Problems and tasks:
1 - Which per-day poverty lines, in 2011 Purchasing Power Parity dollars, does the passage on extreme poverty mention?
2 - Write what comes next in the passage on extreme poverty, picking up after its final sentence.

The landscape of extreme poverty is now split in two. While most of the world has seen extreme poverty fall to below 3 percent of the population, Sub-Saharan Africa is experiencing extreme poverty rates affecting more than 40 percent of people. The lamentable distinction of being home to the most people living in extreme poverty has shifted, or will soon shift, from India to Nigeria, symbolizing the increased concentration of poverty in Africa.

Until recently, progress toward the target of reducing extreme poverty to 3 percent by 2030 had been steady: Between 1990 and 2013, extreme poverty declined on average by a percentage point a year. However, not all countries have experienced this progress, and the progress is quickly decelerating. It now takes more than two years to reduce poverty by a percentage point, according to the latest estimates.

What this means is that if countries grow in line with regional historical rates, extreme poverty will fall no lower than around 6 percent globally by 2030, with average poverty rates above 25 percent in Sub-Saharan Africa. Reaching the 3 percent target would require all countries to grow at an unprecedented 8 percent rate annually. And even then, extreme poverty in Sub-Saharan Africa would remain in double digits, while the rest of the world would be close to zero. An outcome in which 3 percent target is met globally but Sub-Saharan Africa continues to have double-digit poverty does not qualify as a world free of poverty.

However, while we redouble efforts to eradicate extreme poverty, intensifying our focus on Africa and on conflict-affected countries, we must recognize that poverty persists in other forms and other places. This calls for new, complementary ways of measuring poverty that recognizes poverty in all its dimensions everywhere.

To better see a more complete picture of poverty, the World Bank is adding new ways of looking at it, inspired by the recommendations from the Atkinson Commission on Global Poverty. These new perspectives add to what we learn from the International Poverty Line (IPL, US$1.90 in 2011 Purchasing Power Parity dollars) by acknowledging three core shifts in the nature of poverty itself:  one, most of the world has become better off; two, there are other essential deprivations besides not having money that can make someone poor; and three, poverty may fall more heavily on some members of a household than others.

1. Poverty is also relative.

The report presents two new sets of monetary poverty lines intended to complement the $1.90 IPL. The first are higher poverty lines, fixed at US$3.20 and US$5.50 per day (in 2011 Purchasing Power Parity dollars), reflecting typical national poverty thresholds in middle-income countries. Although 10 percent of the world population was living on less than $1.90 per day, a quarter of the world was living on less than $3.20 and close to a half the world was living on less than $5.50 per person per day.

Information shown:
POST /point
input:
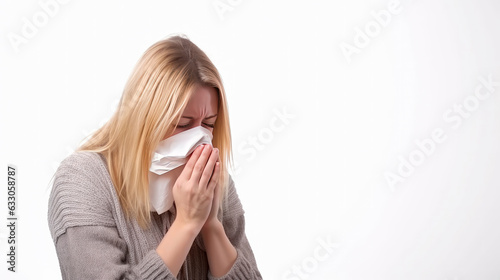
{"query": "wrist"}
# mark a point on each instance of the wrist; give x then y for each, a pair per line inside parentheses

Solved problems:
1 - US$1.90 (the International Poverty Line), US$3.20, and US$5.50 per day.

2 -
In addition, the report introduces a societal poverty line that increases in value as a country grows richer (as measured by increases in median consumption or income levels) rather than being fixed in value. This poverty line is based on the typical value of national poverty thresholds and differs for countries at different levels of well-being. Because the societal poverty line’s lower bound is fixed at the $1.90 International Poverty Line, it integrates both absolute extreme poverty and the more relative notion of ensuring that the less well-off in each society benefit as that society grows. The societal poverty rate declined by about a third between 1990 and 2015, dropping from approximately 45 percent to 28 percent.
 

2. Poverty is about more than income.

The report previews a new multidimensional poverty measure, which goes beyond consumption or income poverty by adding non-monetary dimensions into the measure. Access to education, health, electricity, water, sanitation, and physical and environmental security are critical for well-being. Because many of these goods cannot be bought, they are typically not included in the measure of extreme poverty. This work builds on the tradition pioneered by the United Nations Development Programme and the Oxford Poverty and Human Development Initiative with the Global Multidimensional Poverty Index, and complements it by placing the monetary measure of well-being alongside non-monetary dimensions. Doing so helps better understand the interaction among the various domains of poverty. The Poverty and Shared Prosperity report combines consumption poverty with education and access to basic infrastructure in 119 countries around 2013. At a global level, the share of the poor is 50 percent higher when these two dimensions are added alongside monetary poverty — from 12 percent living below the $1.90 to 18 percent deprived in at least one of the three dimensions. In addition, more than a third of the poor suffer simultaneous deprivations in all three dimensions.
 

3. Poverty varies within households.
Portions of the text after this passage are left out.